_Written task_:
Reproduce verbatim everything in the material below, from the line containing "the lamb's mouth." down to the line containing "of the shepherd.", including both of those lines.

(Named object pointing records)

***

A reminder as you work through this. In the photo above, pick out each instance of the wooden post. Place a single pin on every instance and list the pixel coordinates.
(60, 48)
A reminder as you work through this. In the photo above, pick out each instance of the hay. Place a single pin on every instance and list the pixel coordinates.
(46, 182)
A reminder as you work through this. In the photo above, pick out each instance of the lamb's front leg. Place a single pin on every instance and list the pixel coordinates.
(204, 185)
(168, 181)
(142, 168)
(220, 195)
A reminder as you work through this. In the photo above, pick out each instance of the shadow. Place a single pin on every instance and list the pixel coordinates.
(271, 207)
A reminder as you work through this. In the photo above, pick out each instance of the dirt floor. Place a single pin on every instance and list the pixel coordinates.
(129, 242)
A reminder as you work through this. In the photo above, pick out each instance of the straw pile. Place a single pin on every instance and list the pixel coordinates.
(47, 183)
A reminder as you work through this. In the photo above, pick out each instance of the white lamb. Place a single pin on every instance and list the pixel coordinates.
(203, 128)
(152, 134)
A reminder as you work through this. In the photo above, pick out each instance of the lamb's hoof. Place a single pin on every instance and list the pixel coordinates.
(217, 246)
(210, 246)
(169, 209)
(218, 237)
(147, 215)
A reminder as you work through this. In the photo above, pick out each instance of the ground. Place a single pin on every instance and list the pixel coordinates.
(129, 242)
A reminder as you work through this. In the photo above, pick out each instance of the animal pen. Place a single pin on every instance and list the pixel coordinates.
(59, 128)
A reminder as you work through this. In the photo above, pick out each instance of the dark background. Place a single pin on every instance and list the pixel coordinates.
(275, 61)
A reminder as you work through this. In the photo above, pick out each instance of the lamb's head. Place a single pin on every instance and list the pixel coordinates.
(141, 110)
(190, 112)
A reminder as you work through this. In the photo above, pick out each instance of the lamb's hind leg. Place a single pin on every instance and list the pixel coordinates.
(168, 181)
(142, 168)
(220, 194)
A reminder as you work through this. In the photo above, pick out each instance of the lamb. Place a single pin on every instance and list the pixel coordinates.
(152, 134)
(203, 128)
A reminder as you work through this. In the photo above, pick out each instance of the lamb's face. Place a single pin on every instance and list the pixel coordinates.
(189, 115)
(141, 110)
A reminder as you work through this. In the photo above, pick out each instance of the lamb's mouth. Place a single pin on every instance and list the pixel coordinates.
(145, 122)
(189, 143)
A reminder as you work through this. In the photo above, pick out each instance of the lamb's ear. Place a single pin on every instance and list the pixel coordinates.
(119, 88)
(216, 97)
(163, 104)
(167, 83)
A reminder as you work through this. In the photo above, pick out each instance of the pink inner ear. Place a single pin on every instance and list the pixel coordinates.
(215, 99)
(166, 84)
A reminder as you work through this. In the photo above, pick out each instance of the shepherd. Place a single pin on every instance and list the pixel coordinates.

***

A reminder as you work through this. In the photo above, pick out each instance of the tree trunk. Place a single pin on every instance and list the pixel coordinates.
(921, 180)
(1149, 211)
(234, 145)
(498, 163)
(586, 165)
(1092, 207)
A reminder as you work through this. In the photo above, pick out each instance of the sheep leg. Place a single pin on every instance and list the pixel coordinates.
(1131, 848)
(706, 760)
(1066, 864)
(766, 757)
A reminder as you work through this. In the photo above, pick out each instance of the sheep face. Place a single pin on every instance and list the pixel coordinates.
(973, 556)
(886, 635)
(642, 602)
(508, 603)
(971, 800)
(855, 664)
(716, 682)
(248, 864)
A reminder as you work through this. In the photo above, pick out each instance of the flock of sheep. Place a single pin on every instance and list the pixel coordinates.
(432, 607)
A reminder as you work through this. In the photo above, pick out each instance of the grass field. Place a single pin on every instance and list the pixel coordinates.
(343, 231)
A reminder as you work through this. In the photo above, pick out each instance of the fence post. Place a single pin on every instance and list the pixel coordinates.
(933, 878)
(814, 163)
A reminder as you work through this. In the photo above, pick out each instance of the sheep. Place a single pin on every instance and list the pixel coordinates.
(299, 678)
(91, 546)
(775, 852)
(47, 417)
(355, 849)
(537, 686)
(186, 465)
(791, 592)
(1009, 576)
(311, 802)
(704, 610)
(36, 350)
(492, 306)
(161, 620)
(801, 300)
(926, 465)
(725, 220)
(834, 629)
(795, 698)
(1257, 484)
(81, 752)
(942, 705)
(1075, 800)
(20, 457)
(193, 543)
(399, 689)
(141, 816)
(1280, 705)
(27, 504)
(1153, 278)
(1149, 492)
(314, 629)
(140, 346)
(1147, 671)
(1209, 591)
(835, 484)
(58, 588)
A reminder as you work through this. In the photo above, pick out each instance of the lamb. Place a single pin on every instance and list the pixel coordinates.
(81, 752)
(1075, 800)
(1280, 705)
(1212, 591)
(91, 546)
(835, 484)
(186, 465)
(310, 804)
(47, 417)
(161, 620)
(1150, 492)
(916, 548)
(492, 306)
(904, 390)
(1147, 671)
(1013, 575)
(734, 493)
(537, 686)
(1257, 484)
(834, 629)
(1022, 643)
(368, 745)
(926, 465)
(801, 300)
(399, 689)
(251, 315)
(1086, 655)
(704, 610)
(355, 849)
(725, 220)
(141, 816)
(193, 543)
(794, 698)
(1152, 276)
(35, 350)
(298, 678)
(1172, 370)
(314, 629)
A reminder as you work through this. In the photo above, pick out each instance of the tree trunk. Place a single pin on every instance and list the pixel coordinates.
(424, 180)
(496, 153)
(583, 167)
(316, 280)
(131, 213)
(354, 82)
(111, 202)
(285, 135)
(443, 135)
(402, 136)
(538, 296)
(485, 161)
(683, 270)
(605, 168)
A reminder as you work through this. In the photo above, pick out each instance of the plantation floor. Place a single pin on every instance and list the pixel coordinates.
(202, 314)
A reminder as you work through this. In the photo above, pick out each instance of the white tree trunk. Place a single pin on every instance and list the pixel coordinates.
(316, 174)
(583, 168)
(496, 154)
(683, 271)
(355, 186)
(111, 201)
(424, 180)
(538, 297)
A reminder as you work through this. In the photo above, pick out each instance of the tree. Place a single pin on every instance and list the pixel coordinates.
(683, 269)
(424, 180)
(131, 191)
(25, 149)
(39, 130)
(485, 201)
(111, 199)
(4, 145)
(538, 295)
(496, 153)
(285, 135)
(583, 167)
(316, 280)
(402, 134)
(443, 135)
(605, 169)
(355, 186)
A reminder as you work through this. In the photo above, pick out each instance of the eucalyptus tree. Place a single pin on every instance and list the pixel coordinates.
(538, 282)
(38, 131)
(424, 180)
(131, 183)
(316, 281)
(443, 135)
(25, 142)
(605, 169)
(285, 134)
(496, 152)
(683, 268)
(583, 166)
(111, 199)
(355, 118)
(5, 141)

***

_Completed task_:
A reminder as you work through this. In the photo above, pick out each instance of the lamb's mouth. Place a single pin on every instance and list the pixel coordinates.
(145, 122)
(189, 143)
A reminder as you work through this. In the photo above, pick out each instance of the lamb's ear. Place a single pin on every instance and list the pixel coordinates.
(119, 88)
(216, 97)
(163, 104)
(167, 83)
A reminder as you work through this. In the photo above, pick out each instance of the pink inner ear. Place a single pin on every instance and list the pixel coordinates.
(215, 99)
(166, 84)
A reminder as you work through this. In the photo above, pick out each instance of the shepherd. Place a single pin on every instance and list the pixel coordinates.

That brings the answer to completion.